━━ BRANO DA LEGGERE

HUMAN SWITCHBOARD: DALL’OHIO, CON AMORE E CON SQUALLORE.

Avete presente la California? Sole, spiagge, oceano, gente (apparentemente) sana, bionda e bella. Bene, adesso provate a visualizzare il suo esatto opposto: signore e signori, benvenuti a Cleveland. Se è mai esistito un posto che ha fieramente incarnato la definizione di buco di culo degli Stati Uniti – o shithole, per dirla con le parole di quel caso umano con i capelli punk attualmente residente alla Casa Bianca – è proprio la città dell’Ohio a metà degli anni Settanta. Ma la prestigiosa qualifica si potrebbe estendere anche alla vicina Akron: nel complesso, un’area urbana in un tale stato di decadenza da far sembrare le contemporanee Manchester, Liverpool e Sheffield delle amene cittadine rinascimentali. Adagiata su un fiume che ogni tanto si incendia a causa dell’inquinamento e dal quale vengono su cadaveri di pesci avvelenati (immagine che la Radar Records utilizzò per pubblicizzare Datapanik in the Year Zero dei Pere Ubu), sventrata da una ristrutturazione edilizia selvaggia, punteggiata da tralicci in disuso e acciaierie chiuse, popolata di disoccupati per quali il no future è un’opzione tragicamente reale e inevitabile, Cleveland intorno al ’76-77 è una Zona Morta nella quale, come è sempre accaduto da che rock’n’roll è rock’n’roll, non potevano che spuntare meravigliosi fiori marci, rifiuti tossici dai quali estrarre nuova energia pulita (si fa per dire).

━━━━

Risponda alle seguenti domande sul brano dedicato a Cleveland:
1. Quale città vicina a Cleveland viene ritenuta meritevole della stessa qualifica?
2. Quale casa discografica usò l'immagine del fiume per pubblicizzare un disco, e di quale disco si trattava?
3. Quali città inglesi vengono citate come termine di paragone?
I record provengono da un'altra fonte.

━━ DATI FORNITI

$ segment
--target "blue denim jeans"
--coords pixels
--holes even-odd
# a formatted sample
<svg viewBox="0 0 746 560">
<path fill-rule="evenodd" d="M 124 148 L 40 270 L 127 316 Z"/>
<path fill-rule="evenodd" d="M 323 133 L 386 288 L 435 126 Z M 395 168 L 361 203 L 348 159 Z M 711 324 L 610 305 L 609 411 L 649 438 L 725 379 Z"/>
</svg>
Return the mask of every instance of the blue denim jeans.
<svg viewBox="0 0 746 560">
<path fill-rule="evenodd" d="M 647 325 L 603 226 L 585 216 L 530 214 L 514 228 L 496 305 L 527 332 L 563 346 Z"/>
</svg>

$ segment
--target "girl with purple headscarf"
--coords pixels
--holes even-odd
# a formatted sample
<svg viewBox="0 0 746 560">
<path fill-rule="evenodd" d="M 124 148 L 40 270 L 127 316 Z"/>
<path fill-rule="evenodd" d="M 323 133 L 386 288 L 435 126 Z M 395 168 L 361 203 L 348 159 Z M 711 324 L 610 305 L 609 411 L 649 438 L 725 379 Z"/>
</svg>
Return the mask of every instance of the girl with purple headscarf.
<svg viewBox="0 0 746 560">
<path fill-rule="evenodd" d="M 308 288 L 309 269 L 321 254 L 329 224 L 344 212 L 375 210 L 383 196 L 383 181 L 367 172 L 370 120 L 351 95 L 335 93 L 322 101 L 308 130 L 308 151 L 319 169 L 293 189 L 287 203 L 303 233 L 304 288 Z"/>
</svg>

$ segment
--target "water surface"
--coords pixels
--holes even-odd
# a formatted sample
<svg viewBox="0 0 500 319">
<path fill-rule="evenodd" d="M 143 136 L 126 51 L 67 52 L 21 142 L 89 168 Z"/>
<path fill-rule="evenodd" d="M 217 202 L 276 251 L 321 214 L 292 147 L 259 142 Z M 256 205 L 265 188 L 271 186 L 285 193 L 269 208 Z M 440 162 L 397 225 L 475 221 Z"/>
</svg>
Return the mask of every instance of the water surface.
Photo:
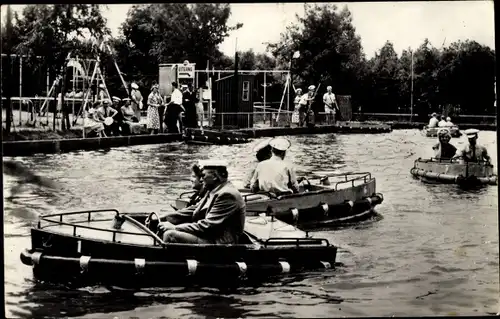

━━━━

RISPOSTA ALL'ESERCIZIO:
1. Akron.
2. La Radar Records, per pubblicizzare Datapanik in the Year Zero dei Pere Ubu.
3. Manchester, Liverpool e Sheffield.